- [THE REQUEST]
Please rewrite the passage on capital financing from "Every company, regardless" up to and including "Is Debt Financing?", putting "funding" in place of "capital".

Every company, regardless of its size or industry needs a reliable flow of capital in order to operate and endeavor to grow. For many businesses, developing the right kind of capital strategy to meet their unique needs can be challenging.

The seasoned professionals at SOGID Management Consultants have many years of experience in helping companies create capital financing plans that will best align with both their short and long term goals. 

When it comes to raising money for a business, a one size fits all approach will not suffice. We will work closely with your executive team to determine the best path for your specific circumstances.

There are two types of capital financing arrangements that most companies tend to utilize.

equity financing

What Is Debt Financing?

Debt financing is a strategy that involves the borrowing of funds from a financial institution that is expected to be paid back with interest. There are a number of benefits to entering into a debt financing agreement with an external lending partner, including:

  • Retain Ownership – Debt financing does not require an owner of a company to give away any stake in the business. Sometimes a financial institution will require collateral for a loan, but ownership in the organization remains the same.
  • Management Control – Just as ownership is not affected by a debt financing agreement, neither is control of a company by its management team. All decision making power remains the same.
  • Tax Deductible Interest Payments – Regardless of the type of debt financing agreement a business enters into, the interest paid on borrowed money is usually deductible, which can have a notable impact on annual tax liabilities each year.

What Is Equity Financing?

- [EXTRACTED RECORDS]
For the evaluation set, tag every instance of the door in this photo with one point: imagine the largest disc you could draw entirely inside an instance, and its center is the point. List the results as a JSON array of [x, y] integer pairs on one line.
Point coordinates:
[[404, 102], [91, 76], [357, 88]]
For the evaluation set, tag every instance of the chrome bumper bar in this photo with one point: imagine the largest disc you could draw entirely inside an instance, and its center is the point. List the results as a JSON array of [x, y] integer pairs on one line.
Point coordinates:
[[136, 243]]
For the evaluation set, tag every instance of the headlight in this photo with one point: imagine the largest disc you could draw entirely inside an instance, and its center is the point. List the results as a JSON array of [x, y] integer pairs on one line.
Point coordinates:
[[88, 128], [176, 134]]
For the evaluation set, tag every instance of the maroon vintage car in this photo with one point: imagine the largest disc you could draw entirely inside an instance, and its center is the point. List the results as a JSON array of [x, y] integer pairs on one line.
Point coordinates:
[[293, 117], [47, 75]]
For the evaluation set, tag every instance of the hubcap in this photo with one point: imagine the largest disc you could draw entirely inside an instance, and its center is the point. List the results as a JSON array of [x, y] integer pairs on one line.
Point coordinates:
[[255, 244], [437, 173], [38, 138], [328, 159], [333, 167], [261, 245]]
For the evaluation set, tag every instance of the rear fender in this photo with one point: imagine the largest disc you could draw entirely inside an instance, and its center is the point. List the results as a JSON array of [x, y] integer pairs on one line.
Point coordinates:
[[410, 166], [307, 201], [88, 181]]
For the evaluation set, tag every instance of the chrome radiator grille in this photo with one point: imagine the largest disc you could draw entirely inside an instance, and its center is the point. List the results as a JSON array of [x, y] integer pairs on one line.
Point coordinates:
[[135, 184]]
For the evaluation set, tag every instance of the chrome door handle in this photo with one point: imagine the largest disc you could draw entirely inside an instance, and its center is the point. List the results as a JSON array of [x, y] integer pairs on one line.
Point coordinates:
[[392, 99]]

- [TASK OUTPUT]
Every company, regardless of its size or industry needs a reliable flow of funding in order to operate and endeavor to grow. For many businesses, developing the right kind of funding strategy to meet their unique needs can be challenging.

The seasoned professionals at SOGID Management Consultants have many years of experience in helping companies create funding financing plans that will best align with both their short and long term goals. 

When it comes to raising money for a business, a one size fits all approach will not suffice. We will work closely with your executive team to determine the best path for your specific circumstances.

There are two types of funding financing arrangements that most companies tend to utilize.

equity financing

What Is Debt Financing?